Copy out all of the data below, keeping every line the same but leaving out the pictures.

Items:
# # # # #

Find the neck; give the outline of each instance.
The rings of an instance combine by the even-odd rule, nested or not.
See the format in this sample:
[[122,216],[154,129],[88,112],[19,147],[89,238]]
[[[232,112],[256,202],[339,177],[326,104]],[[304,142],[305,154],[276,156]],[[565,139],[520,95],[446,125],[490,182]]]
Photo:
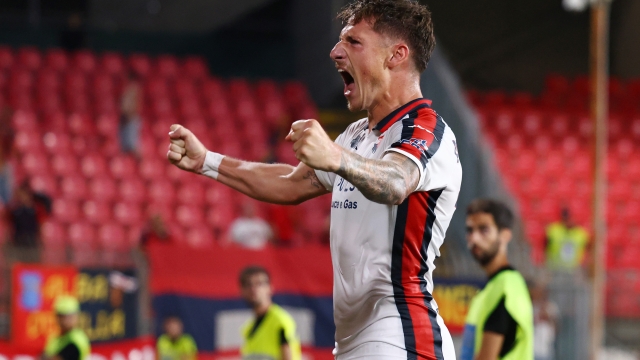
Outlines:
[[485,274],[487,274],[487,277],[491,277],[491,275],[495,274],[498,270],[508,265],[509,260],[507,259],[507,255],[499,253],[490,263],[483,266],[482,269]]
[[271,307],[271,301],[267,301],[264,304],[260,304],[257,305],[253,308],[253,313],[257,316],[263,316],[264,314],[267,313],[267,311],[269,310],[269,307]]
[[394,110],[411,100],[422,97],[420,77],[390,83],[387,90],[382,92],[367,108],[369,130],[373,129],[382,119]]

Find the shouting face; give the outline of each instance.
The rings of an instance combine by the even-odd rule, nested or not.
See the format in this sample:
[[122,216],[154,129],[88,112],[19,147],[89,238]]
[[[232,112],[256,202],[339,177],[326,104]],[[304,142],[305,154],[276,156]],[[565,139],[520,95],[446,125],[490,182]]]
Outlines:
[[349,110],[369,110],[384,94],[388,84],[388,60],[392,41],[373,30],[369,21],[347,24],[340,41],[331,50],[331,59],[344,81]]

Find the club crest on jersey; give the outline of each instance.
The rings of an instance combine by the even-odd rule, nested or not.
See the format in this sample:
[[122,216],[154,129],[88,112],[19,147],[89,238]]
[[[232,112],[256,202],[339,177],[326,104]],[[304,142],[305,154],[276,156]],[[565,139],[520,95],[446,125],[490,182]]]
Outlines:
[[380,137],[378,138],[378,140],[376,141],[375,144],[373,144],[373,149],[371,149],[371,153],[375,154],[376,150],[378,150],[378,145],[380,145],[380,142],[382,141],[382,139],[384,139],[384,134],[380,135]]
[[364,140],[364,137],[365,137],[365,133],[363,132],[357,137],[353,138],[353,140],[351,140],[351,148],[358,150],[358,145],[360,145],[362,140]]
[[425,139],[402,139],[400,140],[401,144],[408,144],[418,149],[422,154],[427,155],[427,150],[429,149],[429,144]]

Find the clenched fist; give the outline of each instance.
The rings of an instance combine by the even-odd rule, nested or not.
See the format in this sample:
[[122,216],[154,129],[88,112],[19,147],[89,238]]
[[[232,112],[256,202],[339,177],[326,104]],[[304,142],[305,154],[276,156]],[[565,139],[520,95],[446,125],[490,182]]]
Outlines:
[[182,125],[171,125],[167,159],[182,170],[200,174],[207,149],[191,131]]
[[340,168],[342,148],[334,143],[316,120],[298,120],[286,140],[293,143],[296,158],[307,166],[335,172]]

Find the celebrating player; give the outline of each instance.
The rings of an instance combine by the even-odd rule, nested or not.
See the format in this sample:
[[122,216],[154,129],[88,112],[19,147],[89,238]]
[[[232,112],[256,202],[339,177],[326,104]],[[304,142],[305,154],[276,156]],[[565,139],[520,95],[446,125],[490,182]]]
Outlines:
[[330,55],[349,109],[366,118],[335,142],[316,120],[296,121],[287,140],[297,167],[208,151],[180,125],[167,157],[266,202],[332,193],[336,359],[454,359],[431,293],[462,170],[453,132],[420,90],[431,14],[411,0],[356,0],[339,18]]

# # # # #

Final result:
Find the neck; give the outline of each instance.
The rings of an instance combine by the even-odd rule, nested or not.
See the format in this sample:
[[122,216],[154,129],[88,112],[19,147],[89,238]]
[[[232,112],[256,202],[339,177],[326,104]],[[304,142],[305,154],[276,156]],[[565,139],[520,95],[446,125],[490,182]]]
Photo:
Outlines:
[[485,274],[487,274],[487,277],[491,277],[491,275],[495,274],[498,270],[508,265],[509,260],[507,259],[507,255],[499,253],[490,263],[483,266],[482,269]]
[[271,307],[271,301],[267,301],[264,304],[260,304],[257,305],[253,308],[253,313],[257,316],[263,316],[264,314],[267,313],[267,311],[269,310],[269,307]]
[[394,110],[411,100],[422,97],[420,77],[390,83],[387,90],[382,92],[367,108],[369,130],[373,129],[382,119]]

Find the shouting face; give the outline of each instance.
The rings of an instance combine by the even-odd rule, nested or not.
See the format in this sample:
[[122,216],[154,129],[88,112],[19,147],[89,238]]
[[[232,112],[256,202],[339,177],[326,104]],[[304,142],[305,154],[276,156]],[[565,139],[520,95],[446,125],[490,182]]]
Outlines:
[[349,110],[369,110],[384,94],[388,84],[388,60],[392,41],[373,30],[369,21],[347,24],[340,41],[331,50],[331,59],[344,81]]

Find the club crest on jersey; give the outline of each instance.
The rings of an instance combine by the even-odd rule, nested or not.
See the format in this sample:
[[122,216],[154,129],[88,112],[19,147],[89,238]]
[[[232,112],[256,202],[339,177],[326,104]],[[304,142],[305,154],[276,156]],[[565,139],[520,95],[446,125],[490,182]]]
Outlines:
[[380,137],[378,138],[378,140],[376,141],[375,144],[373,144],[373,149],[371,149],[371,153],[375,154],[376,150],[378,150],[378,145],[380,145],[380,142],[382,141],[382,139],[384,139],[384,134],[380,135]]
[[364,140],[364,137],[365,137],[365,133],[363,132],[357,137],[353,138],[353,140],[351,140],[351,148],[358,150],[358,145],[360,145],[362,140]]
[[425,139],[402,139],[400,140],[401,144],[408,144],[418,149],[422,154],[427,155],[427,150],[429,149],[429,144]]

Find the clenched fist; give the outline of each instance.
The rings of an instance combine by the even-odd rule, nested or not.
See the format in this sample:
[[122,216],[154,129],[88,112],[19,147],[89,238]]
[[[232,112],[256,202],[339,177],[326,104]],[[304,142],[305,154],[276,156]],[[565,139],[520,95],[446,125],[490,182]]]
Outlines:
[[182,125],[171,125],[167,159],[182,170],[200,174],[207,149],[191,131]]
[[340,168],[342,148],[334,143],[316,120],[298,120],[286,140],[293,143],[296,158],[307,166],[335,172]]

Find the celebrating player; give the outline of each instance.
The rings of an instance combine by the even-odd rule, nested or not.
See the format in this sample:
[[122,216],[154,129],[88,112],[19,147],[89,238]]
[[[232,112],[256,202],[339,177],[326,104]],[[304,142],[305,154],[276,156]],[[565,139],[520,95],[446,125],[490,182]]]
Outlines:
[[330,55],[349,109],[366,118],[335,142],[316,120],[296,121],[287,140],[297,167],[208,151],[180,125],[167,157],[266,202],[332,193],[336,359],[454,359],[431,293],[462,170],[453,132],[420,90],[431,14],[411,0],[356,0],[339,18]]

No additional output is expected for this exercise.